Last Updated on Thursday, 08 February 2007 11:11 by Fethullah Gülen Monday, 30 September 2002 21:00
The adage nowadays is that we all need love. So many people are talking about this. Islam teaches us that God's act of creating humanity was an act of mercy and compassion. Compassion represents the love between parents and children as well as that between children and parents. However, universal love can best be seen through all elements of the universe working together with each other for the benefit of all life.
Humanists proclaim that their philosophy is founded upon love. However, humanism does not encompass specific ethical values, is based upon personal interest or bias, and is far down the continuum toward insincerity. Humanism is abstract, out of balance, and sometimes appears to be working on the behalf of particular nations, languages, and belief systems. In reality, Prophets were ideal examples of love and mercy, for their approach to love and mercy was based on being balanced in this life and the Hereafter. Muhammad, the final Prophet, was sent by God's Mercy and, metaphorically, is like a spring of pure water in a hot desert. This spring, infused with the limitless resource of love, can quench any degree of thirst and purify and enlighten any drinker who pauses to drink from it.

TASK PROMPT: List the things that, according to the passage on love and mercy, humanism sometimes appears to be working on behalf of.

DATA EXTRACT:
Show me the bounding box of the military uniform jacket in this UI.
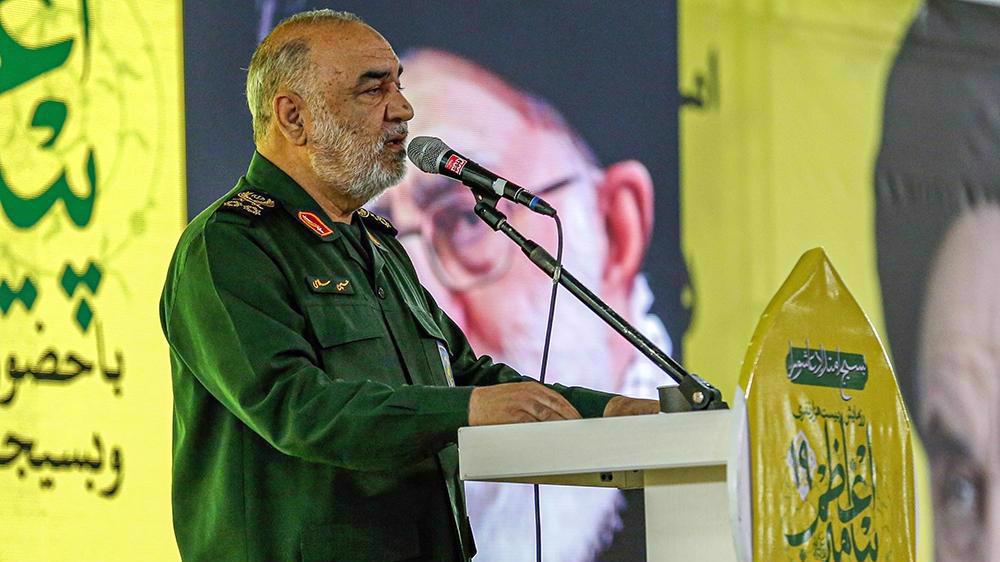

TASK ANSWER:
- Particular nations
- Particular languages
- Particular belief systems